# Listing
☆ ☆ ☆ ☆
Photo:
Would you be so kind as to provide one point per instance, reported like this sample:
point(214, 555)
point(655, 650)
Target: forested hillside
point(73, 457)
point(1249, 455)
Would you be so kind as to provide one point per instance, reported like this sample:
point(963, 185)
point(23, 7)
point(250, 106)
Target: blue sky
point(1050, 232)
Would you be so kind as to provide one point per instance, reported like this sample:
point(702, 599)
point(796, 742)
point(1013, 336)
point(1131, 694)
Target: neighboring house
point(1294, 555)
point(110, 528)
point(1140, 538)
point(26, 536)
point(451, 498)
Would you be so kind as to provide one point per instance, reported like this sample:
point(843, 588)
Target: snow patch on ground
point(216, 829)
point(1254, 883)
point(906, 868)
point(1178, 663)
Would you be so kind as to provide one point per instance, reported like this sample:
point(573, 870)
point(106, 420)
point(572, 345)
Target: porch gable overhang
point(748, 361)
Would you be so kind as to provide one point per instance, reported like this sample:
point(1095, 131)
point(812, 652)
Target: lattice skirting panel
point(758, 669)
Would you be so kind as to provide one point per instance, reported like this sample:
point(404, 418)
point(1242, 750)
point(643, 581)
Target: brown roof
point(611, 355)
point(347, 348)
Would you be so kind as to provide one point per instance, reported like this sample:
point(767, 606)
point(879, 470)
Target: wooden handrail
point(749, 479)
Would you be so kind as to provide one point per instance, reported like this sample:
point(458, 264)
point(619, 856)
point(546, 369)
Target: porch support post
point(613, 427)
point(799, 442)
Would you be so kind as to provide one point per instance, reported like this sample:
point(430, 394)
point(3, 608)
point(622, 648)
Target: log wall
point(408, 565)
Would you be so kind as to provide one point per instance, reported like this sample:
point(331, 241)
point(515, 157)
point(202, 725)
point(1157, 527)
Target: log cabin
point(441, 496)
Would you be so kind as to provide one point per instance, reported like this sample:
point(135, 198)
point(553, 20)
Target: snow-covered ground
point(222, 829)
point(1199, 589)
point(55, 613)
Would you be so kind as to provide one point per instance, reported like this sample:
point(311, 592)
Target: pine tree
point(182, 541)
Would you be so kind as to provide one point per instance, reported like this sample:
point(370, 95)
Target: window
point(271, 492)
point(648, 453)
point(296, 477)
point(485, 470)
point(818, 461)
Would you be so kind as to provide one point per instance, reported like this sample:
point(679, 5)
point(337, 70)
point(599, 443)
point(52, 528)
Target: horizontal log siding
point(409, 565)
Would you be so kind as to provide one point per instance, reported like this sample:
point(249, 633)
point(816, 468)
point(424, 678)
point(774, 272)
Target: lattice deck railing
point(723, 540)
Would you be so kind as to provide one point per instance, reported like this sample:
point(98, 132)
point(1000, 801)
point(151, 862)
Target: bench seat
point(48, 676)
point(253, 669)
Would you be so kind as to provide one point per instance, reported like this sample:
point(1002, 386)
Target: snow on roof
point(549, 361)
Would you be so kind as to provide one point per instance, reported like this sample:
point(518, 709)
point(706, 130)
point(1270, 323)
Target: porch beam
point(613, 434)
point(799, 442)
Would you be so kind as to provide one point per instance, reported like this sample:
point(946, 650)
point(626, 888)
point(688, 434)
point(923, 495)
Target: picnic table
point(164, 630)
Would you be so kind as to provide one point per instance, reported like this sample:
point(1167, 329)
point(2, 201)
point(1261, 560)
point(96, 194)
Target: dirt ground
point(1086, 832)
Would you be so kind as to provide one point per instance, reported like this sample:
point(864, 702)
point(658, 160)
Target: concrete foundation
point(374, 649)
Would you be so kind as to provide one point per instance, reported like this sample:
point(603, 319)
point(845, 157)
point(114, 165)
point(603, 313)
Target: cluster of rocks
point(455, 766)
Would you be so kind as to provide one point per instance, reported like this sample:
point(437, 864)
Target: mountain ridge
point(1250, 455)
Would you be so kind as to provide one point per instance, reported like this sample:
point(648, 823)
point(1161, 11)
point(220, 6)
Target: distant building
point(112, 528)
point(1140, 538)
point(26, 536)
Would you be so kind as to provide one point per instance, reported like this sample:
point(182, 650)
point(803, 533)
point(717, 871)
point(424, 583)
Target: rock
☆ ☆ ☆ ☆
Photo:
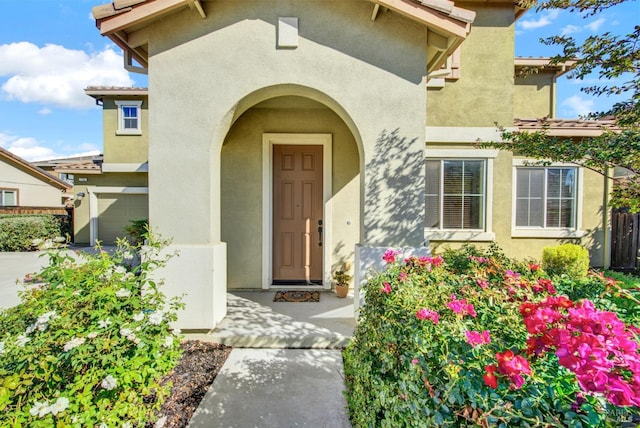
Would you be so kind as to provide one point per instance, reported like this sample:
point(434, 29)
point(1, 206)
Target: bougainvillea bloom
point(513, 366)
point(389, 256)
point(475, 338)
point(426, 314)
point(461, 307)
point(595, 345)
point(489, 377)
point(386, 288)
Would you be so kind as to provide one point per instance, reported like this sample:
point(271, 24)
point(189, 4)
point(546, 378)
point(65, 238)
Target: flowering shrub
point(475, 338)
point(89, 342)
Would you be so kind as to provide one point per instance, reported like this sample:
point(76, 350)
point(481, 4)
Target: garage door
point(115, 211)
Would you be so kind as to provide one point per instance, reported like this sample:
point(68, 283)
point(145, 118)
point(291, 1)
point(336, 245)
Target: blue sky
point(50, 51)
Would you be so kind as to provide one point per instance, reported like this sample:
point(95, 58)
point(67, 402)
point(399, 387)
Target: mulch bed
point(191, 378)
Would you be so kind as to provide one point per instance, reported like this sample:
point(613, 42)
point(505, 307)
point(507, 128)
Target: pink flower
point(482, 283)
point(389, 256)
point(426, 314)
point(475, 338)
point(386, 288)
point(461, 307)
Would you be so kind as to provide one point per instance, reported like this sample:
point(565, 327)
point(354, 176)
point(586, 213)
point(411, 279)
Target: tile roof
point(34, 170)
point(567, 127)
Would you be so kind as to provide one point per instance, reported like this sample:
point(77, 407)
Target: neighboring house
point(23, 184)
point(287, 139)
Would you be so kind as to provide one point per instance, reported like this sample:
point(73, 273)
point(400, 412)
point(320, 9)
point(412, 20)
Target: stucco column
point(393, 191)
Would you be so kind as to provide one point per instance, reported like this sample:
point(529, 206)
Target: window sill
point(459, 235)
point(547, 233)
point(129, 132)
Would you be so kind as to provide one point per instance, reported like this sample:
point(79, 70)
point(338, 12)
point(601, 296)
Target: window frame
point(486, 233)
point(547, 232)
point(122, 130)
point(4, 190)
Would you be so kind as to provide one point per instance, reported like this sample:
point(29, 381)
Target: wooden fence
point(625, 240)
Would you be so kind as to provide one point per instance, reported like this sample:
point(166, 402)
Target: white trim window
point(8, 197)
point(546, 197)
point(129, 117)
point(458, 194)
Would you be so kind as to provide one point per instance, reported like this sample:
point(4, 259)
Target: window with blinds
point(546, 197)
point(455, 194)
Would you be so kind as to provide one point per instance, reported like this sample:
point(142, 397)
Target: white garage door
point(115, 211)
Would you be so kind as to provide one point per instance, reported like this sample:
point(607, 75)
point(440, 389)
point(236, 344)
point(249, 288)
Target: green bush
☆ ☆ ☆ ☆
Find every line in the material above that contains the string "lattice", and copy each of those lines out in full.

Target: lattice skirting panel
Target: lattice deck railing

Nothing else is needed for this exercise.